SOURCE:
"""
Furthermore, competing referents also make the use of LSs necessary. The speaker in example 3 produced the subject form mi papá and could not have used a pronoun to refer to her father because of the presence of the previous subject mi abuelo. The use of él or ∅ in place of mi papá would indicate reference to her grandfather. That is, although a pronoun could have occurred in place of mi papá, it would not have referred to the same subject (her father)7. On the other hand, the subsequent mention of mi papá in this example (underlined) was included in the present analysis since it does not have a competing referent, is not a first mention, and does not have a distant previous mention. Specifically, there is continuity in reference in that the previous subject él also refers to the speaker’s father. In this case, the speaker could have alternatively said él continúa or continúa.

(3) Competing referent:
mi abuelo tenía este, descendencia de españoles...ah...(1) mi papá viene de una familia de nueve hermanos, él es uno de los mayores...(2) y bueno mi papá continúa con… [F39Mex]
‘my grandfather had uh, Spanish descent…uh…(1) my dad comes from a family of nine siblings, he is one of the oldest…(2) and well my dad continues with…’

Finally, the use of collective referents, as in example 4, presents a case where variation with overt and null SPs is not possible (Otheguy & Zentella, 2012). In this example, neither la policía nor la gente could have been replaced by ella or ∅ since collective subjects cannot be referred to with pronouns in Spanish8. In sum, due to the (near) categorical use of LSs in the above contexts, these cases were excluded.

(4) Collective referent:
entonces la policía está más acechando por aquellos lados… y todo eso es que hace que la gente se venga más para acá [F60Mex]
‘so the police are more vigilant in those areas… and all that it’s just that it makes people come more toward here’

After examining the cases of LSs (N=362) in the 20 interviews and making the exclusions discussed above, 39 total tokens of LSs were left for analysis within the variable context. The frequencies of all three subject forms were calculated, and the data were coded for three independent factors: Grammatical number (singular vs. plural), switch reference (same vs. switch), and morphological ambiguity (ambiguous vs. unambiguous) to determine their potential role in explaining subject variation. In addition, a contextual analysis of the pragmatic functions of LSs was carried out. In the following section I present both the quantitative and qualitative results of the analyses.

4. Results

4.1. Quantitative Analysis

Regarding the distribution of subject forms in the current data, there were 796 total third-person verb tokens within the variable context, 39 of which were LSs, 189 were overt SPs, and 568 were null SPs (see Table 1).

Table 1. Overall distribution of third-person subjects 

LSs Overt SPs Null SPs
39/796 (5%) 189/796 (24%) 568/796 (71%)
"""
RAW DATA:
"""
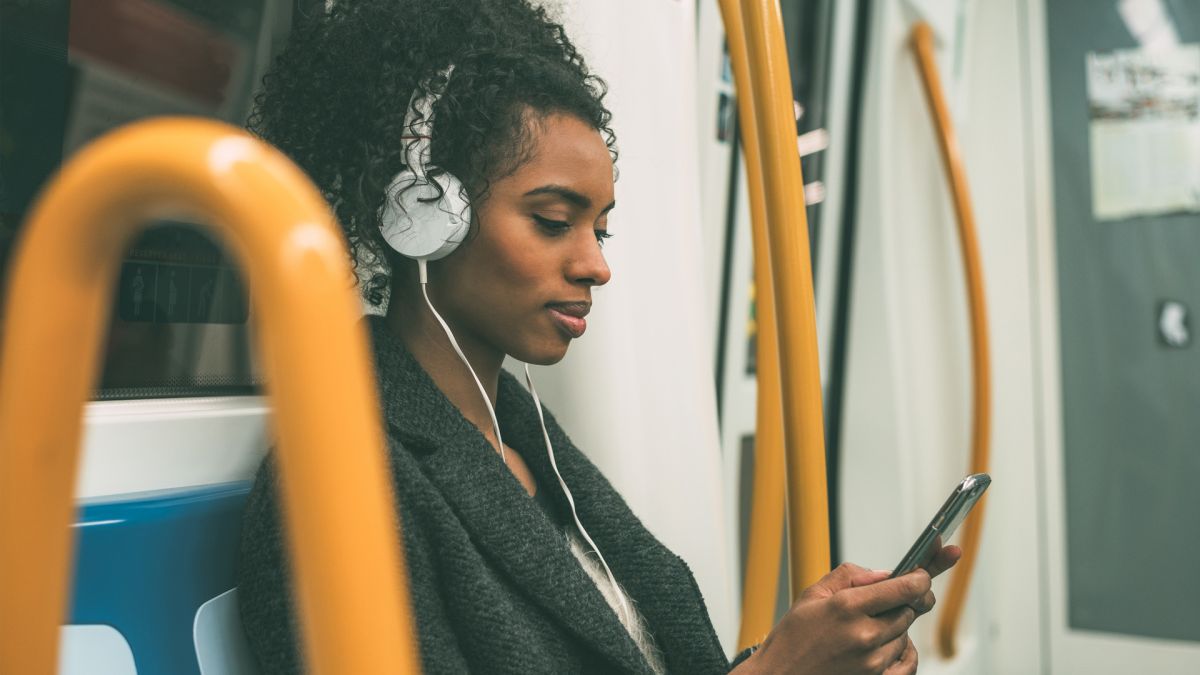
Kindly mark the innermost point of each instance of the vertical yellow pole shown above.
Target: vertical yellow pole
"""
TO BE DONE: Translate this sentence from the passage on Spanish subject forms into French: "In this case, the speaker could have alternatively said él continúa or continúa." The material above is separate from the passage on Spanish subject forms.

RESULT: Dans ce cas, la locutrice aurait pu dire à la place él continúa ou continúa.